**Page**
Where does science end, and politics begin? For international-trade practitioners, the question always seems to be lurking in the background, especially when it comes to fights over seafood. Take the current widespread concerns over perceived health risks associated with Chinese seafood products like shrimp and catfish. When it comes to these two particular Chinese exports, politics never seems far away. This is because the politically influential American shrimp and catfish industries complain bitterly that they can’t compete on the proverbial “level playing field” with the Asian seafood items, which, they insist, are both unsafe to eat and “unfairly” priced too low. Because the issues are complex and involved unrelated areas of expertise, when questions are raised in the press as to whether Chinese imports are safe, it’s often difficult for the public to know if there are perhaps other agendas in play that go beyond food safety — agendas involving financial interests in keeping Chinese seafood out of U.S. markets. For that matter, how do reporters know?

Usually, they don’t, really. Reporters who cover food safety inhabit different worlds in newsrooms from their colleagues who are assigned to international trade beats, who in turn don’t pretend much in-depth knowledge of public health issues. Consequently, the dots that might show the connections between the two different journalistic turfs often aren’t connected. Consider a Dec.15 article that raised questions about the safety of Chinese shrimp that was written by Wall Street Journal reporter Jane Zhang, who diligently covers the food-safety beat. Ms. Zhang’s report was the usual Journal quality: solid, accurate, and fair, at least as far as it went. (Full disclosure: I am a contributor to the editorial page of the Wall Street Journal Asia and other Dow Jones publications.) But some digging beyond the headline offers a rare glimpse beyond narrow health issues, into a world where science meets the politics.

**Actions to take**
a) According to the seafood trade article, who wrote the Dec. 15 piece questioning the safety of Chinese shrimp?
b) Write the next part of the seafood trade article, picking up after its final sentence.
The material has no connection to the seafood trade article.

**Recorded information**
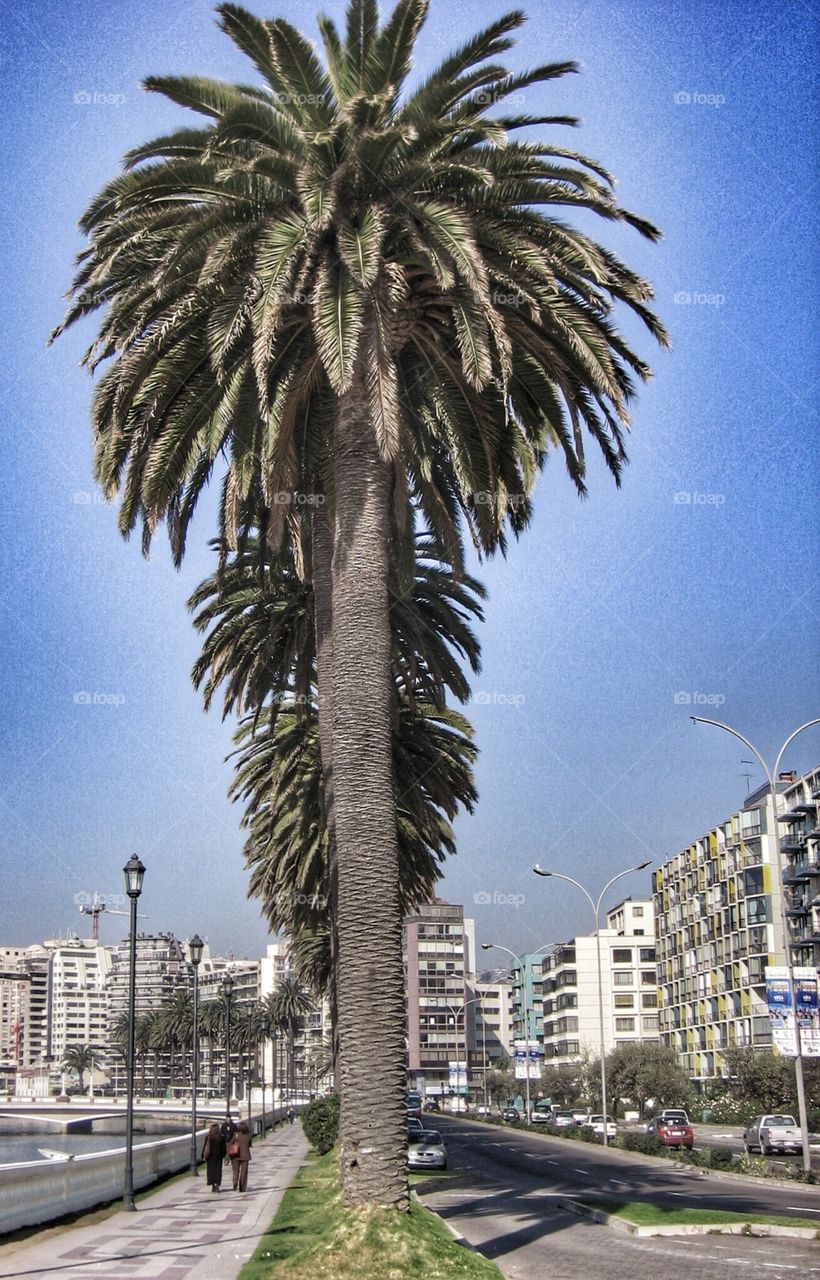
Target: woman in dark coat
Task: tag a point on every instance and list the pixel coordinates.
(214, 1156)
(239, 1162)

**Results**
a) Wall Street Journal reporter Jane Zhang wrote it.

b)
In the present case, the story begins with a high-powered Washington lawyer who, wearing his hat as a former high-ranking official of the U.S. Food and Drug Administration, has raised serious questions about possible safety risks associated with Chinese shrimp and other food and drug products in the Journal and other news organizations. But while readers would not know it — except, perhaps, a very small handful who follow trade politics closely — the same lawyer’s firm has been raking in money that most Americans would consider serious, by lobbying to curtail the imports of Chinese shrimp into the U.S. A coincidence? Perhaps. But further digging suggests still other coincidences.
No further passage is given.